* _Fragmento del documento_
>>>>>
El debate inevitable ha formado ya bandos predecibles: los que denuncian a Kapuscinski por deslealtad a su oficio y los que justifican la anomalía declarando que Kapuscinski escribía un tipo de ficción seudo-testimonial y que simplemente se tomaba las licencias de cualquier artista.

Hay un problema con la primera postura y varios problemas con la segunda. El de la primera es que, a estas alturas, tras la huella del new journalism y el periodismo gonzo, y la conversión de la crónica en un género más espectacular que literario y más literario que periodístico, las expectativas sobre cuál es el oficio del cronista suelen dejar muy abajo en su jerarquía la noción del reportaje como relato veraz.

El problema con quienes sienten que Kapuscinski fue un notable escritor con derecho a todas las licencias de todos los notables escritores es que, hasta donde sé, las obras de Kapuscinski nunca se declararon parte del mundo de la crónica como impresión eminentemente subjetiva y a caballo entre lo real y lo ficticio. Y, por ello, parte de la mundial aceptación de sus crónicas provino siempre del hecho de que iluminaban realidades sociales, políticas e históricas con una luz transparente.

Por supuesto, también las novelas de Tolstoi y las de Vargas Llosa iluminan complejamente realidades históricas; por supuesto, también con Kapuscinski, como con Tolstoi y con Vargas Llosa, sabemos siempre que hay que desmadejar el hilo de la ideología, la subjetividad y la inclinación política antes de descubrir qué luz es esa luz.

Pero con Tolstoi y con Vargas Llosa sabemos que la historia misma es información oblicua, que necesita interpretación, mientras que Kapuscinski nos dijo siempre que en ese grado cero, en ese nivel elemental –¿qué pasa, qué pasó, cuáles fueron los hechos?– él estaba haciendo lo posible por ser fidedigno y acucioso, severamente veraz: que los hechos de sus relatos eran hechos positivos, empíricos; que si alguna perturbación mediaba entre la realidad y el relato, era sólo la inevitable desviación de lo humano, de las subjetividades de lo humano y de su lenguaje.

El trabajo forense, el desentierro de la realidad en las ruinas de la realidad, la arqueología del presente: eso, suponíamos, era hecho por Kapuscinski dentro de las limitaciones que el periodismo impone, de buena fe, sin alterar conscientemente, sin decir lo que no es. Los lectores que encumbran sus obras lo hacen suponiendo que en su centro está el difícil equilibrismo de lo estético sobre una materia crucial en la medida de lo posible inalterada.

Saber que ese equilibrio era burlado cada vez que primara en el autor el deseo esteticista y el afán por la redondez o por la ambigüedad o por la búsqueda de la imagen perfecta, demanda una relectura y una reevaluación: Kapuscinski no puede pasar de ser ensalsado como cronista a ser alabado como novelista, así sin más, tras una revelación en la que se quiera desconocer el error ético, como si fuera irrelevante.
<<<<<
* _Datos extraídos_
>>>>>
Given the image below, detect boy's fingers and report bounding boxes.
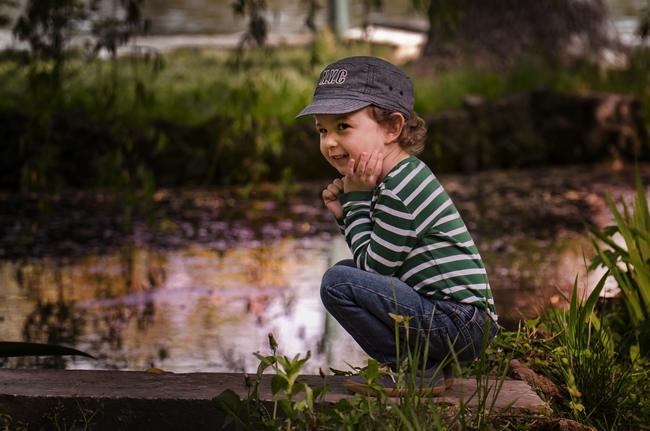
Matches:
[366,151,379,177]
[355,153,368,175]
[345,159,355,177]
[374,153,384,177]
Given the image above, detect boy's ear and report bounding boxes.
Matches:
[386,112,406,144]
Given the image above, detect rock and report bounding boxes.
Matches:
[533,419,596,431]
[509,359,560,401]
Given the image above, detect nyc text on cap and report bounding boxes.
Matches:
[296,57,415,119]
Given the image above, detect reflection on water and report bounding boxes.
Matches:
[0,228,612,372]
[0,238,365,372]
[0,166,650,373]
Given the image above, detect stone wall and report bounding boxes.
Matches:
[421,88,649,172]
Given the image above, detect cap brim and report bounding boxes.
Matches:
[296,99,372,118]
<<<<<
>>>>>
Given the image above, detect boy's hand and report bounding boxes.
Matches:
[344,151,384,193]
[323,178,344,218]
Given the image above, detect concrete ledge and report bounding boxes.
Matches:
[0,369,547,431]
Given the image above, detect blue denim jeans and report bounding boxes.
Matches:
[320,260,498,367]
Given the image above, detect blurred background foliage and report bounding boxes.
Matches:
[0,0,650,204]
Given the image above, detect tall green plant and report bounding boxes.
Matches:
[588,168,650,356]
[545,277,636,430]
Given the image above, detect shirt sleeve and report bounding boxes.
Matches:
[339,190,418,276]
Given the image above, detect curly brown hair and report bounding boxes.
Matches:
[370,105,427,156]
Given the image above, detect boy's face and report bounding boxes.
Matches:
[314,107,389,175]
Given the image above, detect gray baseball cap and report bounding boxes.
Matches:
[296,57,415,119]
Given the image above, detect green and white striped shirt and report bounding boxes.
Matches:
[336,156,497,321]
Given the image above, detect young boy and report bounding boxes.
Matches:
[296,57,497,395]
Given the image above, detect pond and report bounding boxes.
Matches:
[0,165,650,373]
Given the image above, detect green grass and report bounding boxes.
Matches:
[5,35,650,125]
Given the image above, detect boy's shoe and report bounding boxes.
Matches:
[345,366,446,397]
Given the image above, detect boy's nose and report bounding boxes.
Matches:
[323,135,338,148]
<<<<<
* _Enunciado 1_
¿Con qué dos novelistas se compara a Kapuscinski en el texto sobre él?
* _Enunciado 2_
Sigue escribiendo el texto sobre Kapuscinski a partir de su última oración.
Los registros no tienen nada que ver con esto.

* _Respuesta correcta 1_
Con Tolstoi y con Vargas Llosa.

* _Respuesta correcta 2_
Las excusas excesivas

Por supuesto, no faltará el ingenuo que salte a declarar que no existe tal cosa como un límite entre la realidad y la ficción, y, despistado, lo hará pensando que su reivindicación no es absurda sino postmoderna. Acto seguido, opondrá todos los argumentos que ustedes mismos acaban de repasar rápidamente en sus cabezas y algunos más, a saber:

Que los escritores siempre falsean la realidad, que nuestra época se ha desprendido de esa limitación genérica, que buena parte de la obra de muchos artistas se construye equilibrada en ese mismo dudoso zigzagueo; que los artículos de Borges, que las novelas de Carpentier, que los ensayos de Piglia, que las vidas de Schwob, que las crónicas de Indias, que las relaciones medievales, que el periodismo gonzo, que Truman Capote; que no hay texto que no sea subjetivo y subjetivice la realidad; que Derrida ya explicó, que Baudrillard ya dijo; que ¿pero acaso no has visto The Matrix?; que en las páginas de De Man queda claro que.

El problema no es sólo que dos más dos son cuatro y que cada vez que lance una piedra al cielo acabará por caer a la tierra nuevamente: que, por lo tanto, podemos estar seguros de que en efecto existen cosas en el mundo que no dependen en absoluto de la ideología de mis discursos, mis construcciones y mis recuentos.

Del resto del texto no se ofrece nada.